Lin found about the best article on scotomata that I have seen thus far. It has some basic information. Stuff that I had inferred from other articles but had never been defined.
Scotomata are areas of vision loss surrounded by intact vision. Scotoma, as I said, is Greek for ‘darkness’. Again, not a happy thought.
A scotoma can be in one eye or two. It can be physiological. Everyone has a natural blind spot where your optic nerve is connected to the retina. We don’t realize it because our brain just fills in. No need to worry about physiological scotomata.
Scotomata can also be pathological. Because these are the result of a disease process, these are the ones we get to worry about.
Relative scotomata are the kind you can ‘see through’. You no longer have a full complement of cones but enough remain to sort of get the job done. I have relative scotomata in my eyes. Unfortunately, one of them probably just had a massive die off because it has gotten several shades darker.

EXERCISE BRIEF
Summarize the post on scotomata in three sentences.

INFORMATION PROVIDED

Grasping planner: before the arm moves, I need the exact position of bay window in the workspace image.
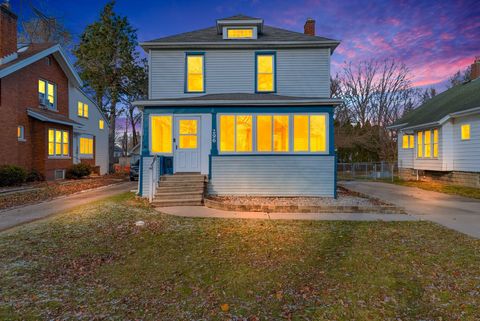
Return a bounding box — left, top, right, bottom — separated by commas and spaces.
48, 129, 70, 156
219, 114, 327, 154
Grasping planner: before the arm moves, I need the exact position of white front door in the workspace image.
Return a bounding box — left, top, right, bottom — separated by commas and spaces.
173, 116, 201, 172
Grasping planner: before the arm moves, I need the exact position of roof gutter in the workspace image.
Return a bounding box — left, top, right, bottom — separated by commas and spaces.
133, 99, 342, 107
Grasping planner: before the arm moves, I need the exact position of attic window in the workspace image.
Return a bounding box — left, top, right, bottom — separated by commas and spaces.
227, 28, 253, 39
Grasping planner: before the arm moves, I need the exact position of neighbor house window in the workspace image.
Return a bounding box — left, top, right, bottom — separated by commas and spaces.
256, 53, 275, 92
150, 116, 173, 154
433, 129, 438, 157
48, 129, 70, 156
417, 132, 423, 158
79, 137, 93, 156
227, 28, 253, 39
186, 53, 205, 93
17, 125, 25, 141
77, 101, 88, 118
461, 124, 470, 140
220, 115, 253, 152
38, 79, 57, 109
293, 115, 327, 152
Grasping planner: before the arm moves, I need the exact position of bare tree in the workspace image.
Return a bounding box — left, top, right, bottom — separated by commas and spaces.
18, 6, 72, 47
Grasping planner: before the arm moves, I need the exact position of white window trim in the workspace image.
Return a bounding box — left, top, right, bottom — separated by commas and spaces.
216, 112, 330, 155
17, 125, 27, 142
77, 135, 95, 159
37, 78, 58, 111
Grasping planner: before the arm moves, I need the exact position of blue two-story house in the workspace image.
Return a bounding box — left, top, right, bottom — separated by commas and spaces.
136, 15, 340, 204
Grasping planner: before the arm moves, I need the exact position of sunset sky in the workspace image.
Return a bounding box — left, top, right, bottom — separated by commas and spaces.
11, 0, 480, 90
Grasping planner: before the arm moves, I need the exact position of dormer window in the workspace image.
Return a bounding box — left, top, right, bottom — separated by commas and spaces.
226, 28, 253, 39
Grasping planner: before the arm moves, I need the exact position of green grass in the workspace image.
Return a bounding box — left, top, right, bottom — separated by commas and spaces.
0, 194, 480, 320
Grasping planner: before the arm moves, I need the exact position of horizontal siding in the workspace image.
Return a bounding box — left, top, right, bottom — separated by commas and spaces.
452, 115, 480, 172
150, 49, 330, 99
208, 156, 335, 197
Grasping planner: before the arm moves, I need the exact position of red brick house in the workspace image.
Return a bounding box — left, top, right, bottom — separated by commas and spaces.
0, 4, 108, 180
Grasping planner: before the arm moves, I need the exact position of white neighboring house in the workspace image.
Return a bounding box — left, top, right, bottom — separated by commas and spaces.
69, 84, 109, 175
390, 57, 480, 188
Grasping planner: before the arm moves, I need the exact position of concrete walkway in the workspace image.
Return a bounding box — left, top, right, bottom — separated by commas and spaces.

WRITTEN ANSWER
Scotomata are areas of vision loss surrounded by intact vision, and they can affect one eye or both. Physiological scotomata, such as the natural blind spot where the optic nerve connects to the retina, are nothing to worry about because the brain fills them in, while pathological ones come from a disease process and are a concern. The writer has relative scotomata, which can be seen through because enough cones remain, and one of them has gotten several shades darker, probably from a massive die-off.